__Task requirements__: In the passage on exercise, nutrition and mental health, translate this sentence into Spanish: "The two biggest obstacles for improving our physical health are often time and money."

__Quoted passage__:
————
Improved confidence and habit building
When we’re physically active, we tend to feel better in our bodies.
More importantly, we feel confident in our ability to sustain healthy habits in our lifestyle. Building a positive habit like regularly moving, walking, or exercising can vastly improve our sense of self and outlook on our ability to create change in our life. This is true of any healthy habit we include in our lifestyle, like sleeping better or eating more nutritionally.
More energy and better sleep
While it may sound obvious, working out helps boost our energy and even sleep better at night! It’s a positive feedback loop that just keeps giving and giving. With better sleep, our mood tends to improve and so forth.
How much exercise do we need to reap mental benefits?
According to the Mayo Clinic, as little as 10 to 15 minutes of physical activity can make a difference. They suggest aiming for 30 minutes 3-5 days per week to significantly improve symptoms of depression and anxiety. But a little is better than nothing. Even a 10 minute walk around your neighborhood will help.
How nutrition can help
New research at Harvard even called this connection nutritional psychiatry. In their article called “Your Brain on Food,” they describe how 95% of serotonin (a neurotransmitter that helps regulate your mood and perception of pain) is produced in your gastrointestinal tract. They say, “it makes sense that the inner workings of your digestive system don’t just help you digest food, but also guide your emotions.”
They recommend eating more:
- Unprocessed grains (opt for sprouted grains when you can)
- Fish and seafood
- Fermented, unprocessed foods which act as natural probiotics for your intestinal microbiome
- And less processed and refined foods and sugars
While you don’t have to strictly follow any particular “diet,” it’s helpful to understand which foods help your mental health, and which ones (like processed foods and sugars) might be hurting it.
When you eat more nutrient-rich foods, you’re giving your gut and brain the fuel it needs to help you focus and limit mood swings. Clean diets with less processed foods are clinically proven to decrease (and sometimes eliminate) symptoms of depression and anxiety.
And if you’re looking to treat depression in particular, the Food for the Brain Organization provided the following nutritional recommendations backed by science:
- Increase essential fats (omega-3s): salmon, flax seeds
- Increase B vitamins: whole grains, lean meats, leafy greens, fish, eggs, dairy
- Increase protein to get more amino acids: any form of protein
- Balance your blood sugar by limiting processed sugars and any foods that are considered high-glycemic
- Consider taking magnesium and vitamin D supplements
Overcoming common obstacles to achieve better nutrition and more exercise
The two biggest obstacles for improving our physical health are often time and money.
————
__Entries provided__:
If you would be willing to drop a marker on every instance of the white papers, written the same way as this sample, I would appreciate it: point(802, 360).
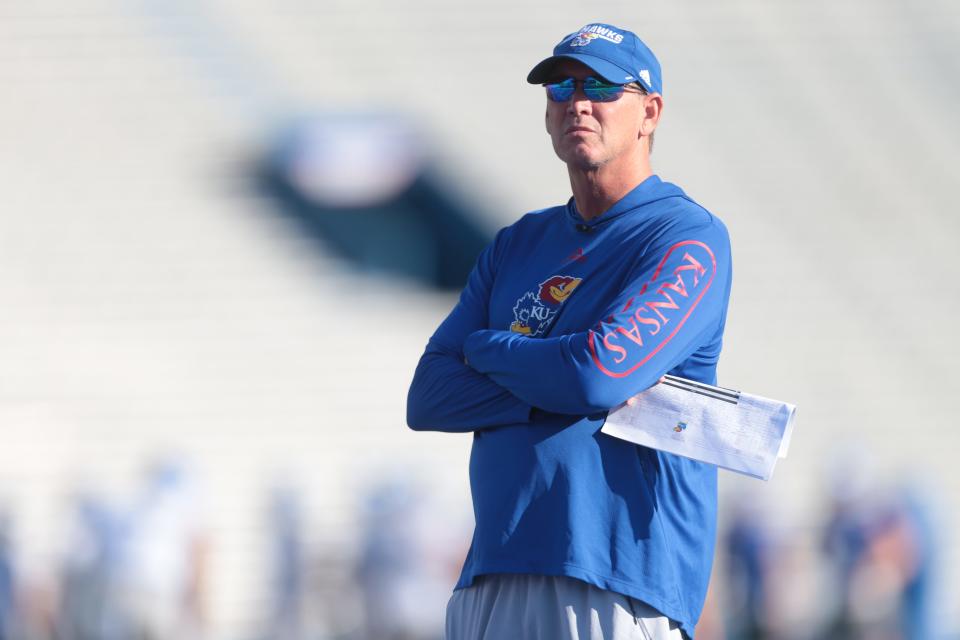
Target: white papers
point(737, 431)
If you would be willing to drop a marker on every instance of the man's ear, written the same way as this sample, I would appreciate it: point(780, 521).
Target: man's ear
point(652, 110)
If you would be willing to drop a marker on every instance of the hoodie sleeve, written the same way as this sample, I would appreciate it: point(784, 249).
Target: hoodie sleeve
point(667, 310)
point(448, 395)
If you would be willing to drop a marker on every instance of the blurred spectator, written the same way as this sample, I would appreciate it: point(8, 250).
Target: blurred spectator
point(289, 565)
point(361, 184)
point(406, 568)
point(165, 560)
point(7, 602)
point(91, 567)
point(749, 554)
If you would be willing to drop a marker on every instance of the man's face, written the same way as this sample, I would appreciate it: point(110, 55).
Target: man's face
point(588, 135)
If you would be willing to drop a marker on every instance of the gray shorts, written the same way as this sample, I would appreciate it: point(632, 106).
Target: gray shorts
point(531, 607)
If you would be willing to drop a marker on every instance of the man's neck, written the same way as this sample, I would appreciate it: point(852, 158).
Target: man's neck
point(597, 189)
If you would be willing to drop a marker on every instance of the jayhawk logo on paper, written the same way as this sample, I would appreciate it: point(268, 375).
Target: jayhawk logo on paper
point(535, 310)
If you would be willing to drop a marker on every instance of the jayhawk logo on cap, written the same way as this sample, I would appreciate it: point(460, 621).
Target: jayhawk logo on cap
point(535, 310)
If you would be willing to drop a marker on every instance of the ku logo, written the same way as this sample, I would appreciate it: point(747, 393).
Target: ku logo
point(535, 310)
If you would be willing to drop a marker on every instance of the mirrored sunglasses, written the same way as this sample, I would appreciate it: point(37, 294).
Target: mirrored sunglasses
point(594, 89)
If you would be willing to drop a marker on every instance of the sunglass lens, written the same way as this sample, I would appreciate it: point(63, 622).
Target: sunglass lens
point(561, 91)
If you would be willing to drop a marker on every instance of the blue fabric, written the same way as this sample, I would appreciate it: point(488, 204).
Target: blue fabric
point(560, 321)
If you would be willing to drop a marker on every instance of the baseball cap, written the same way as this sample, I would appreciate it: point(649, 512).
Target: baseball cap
point(617, 55)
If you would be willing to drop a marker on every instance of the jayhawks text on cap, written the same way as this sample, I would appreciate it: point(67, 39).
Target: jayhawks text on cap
point(616, 55)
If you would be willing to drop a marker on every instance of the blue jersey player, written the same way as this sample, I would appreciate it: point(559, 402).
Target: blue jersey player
point(569, 312)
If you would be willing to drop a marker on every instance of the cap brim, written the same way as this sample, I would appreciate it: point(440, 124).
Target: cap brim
point(606, 70)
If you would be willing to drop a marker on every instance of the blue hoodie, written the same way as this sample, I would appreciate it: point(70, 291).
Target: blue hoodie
point(560, 321)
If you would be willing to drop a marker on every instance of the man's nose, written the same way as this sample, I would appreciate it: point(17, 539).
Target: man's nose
point(578, 102)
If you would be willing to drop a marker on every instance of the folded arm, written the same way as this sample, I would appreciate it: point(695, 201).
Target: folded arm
point(448, 395)
point(664, 314)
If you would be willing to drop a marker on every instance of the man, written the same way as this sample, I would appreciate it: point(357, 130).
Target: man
point(571, 311)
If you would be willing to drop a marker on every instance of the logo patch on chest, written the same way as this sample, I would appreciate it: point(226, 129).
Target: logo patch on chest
————
__Output of the task__: Los dos mayores obstáculos para mejorar nuestra salud física suelen ser el tiempo y el dinero.